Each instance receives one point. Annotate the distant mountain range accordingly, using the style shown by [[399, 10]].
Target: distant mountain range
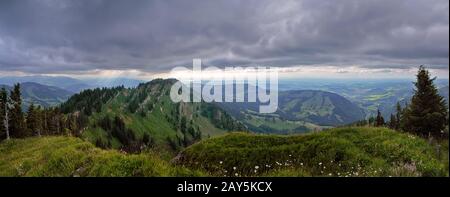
[[298, 111], [39, 94], [71, 84]]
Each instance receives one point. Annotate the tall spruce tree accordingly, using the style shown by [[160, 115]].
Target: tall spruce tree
[[33, 120], [393, 122], [398, 116], [16, 117], [426, 115], [4, 130], [379, 121]]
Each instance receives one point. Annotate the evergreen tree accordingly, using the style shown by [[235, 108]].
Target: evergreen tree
[[33, 120], [393, 122], [379, 121], [16, 117], [4, 128], [398, 116], [426, 115]]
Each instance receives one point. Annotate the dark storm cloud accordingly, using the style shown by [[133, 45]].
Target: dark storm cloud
[[54, 36]]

....

* YOUR OBJECTIVE: Give the material above again exactly as it stands, minus any images.

* SOLUTION TO THE PROBLEM:
Each instance receives one point. Annotate the distant mountain range accordingly, using the style shown by [[399, 10]].
Target: distant mountain range
[[298, 111], [39, 94], [71, 84]]
Each instance receives one point. Annotate the tall spruce tree accordingly, using the style shown by [[160, 115]].
Target: tall spruce tree
[[33, 120], [393, 122], [398, 116], [16, 117], [426, 115], [4, 130], [379, 121]]
Each instance receives one point. Annotate the evergreen tree accordingly, using the style shown by [[235, 108]].
Target: evergreen tree
[[33, 120], [393, 122], [379, 121], [16, 117], [4, 128], [398, 116], [426, 115]]
Each instance receives one point. Annotate the dark storm cloud accordingly, using the style shown by [[133, 45]].
Target: dark storm cloud
[[54, 36]]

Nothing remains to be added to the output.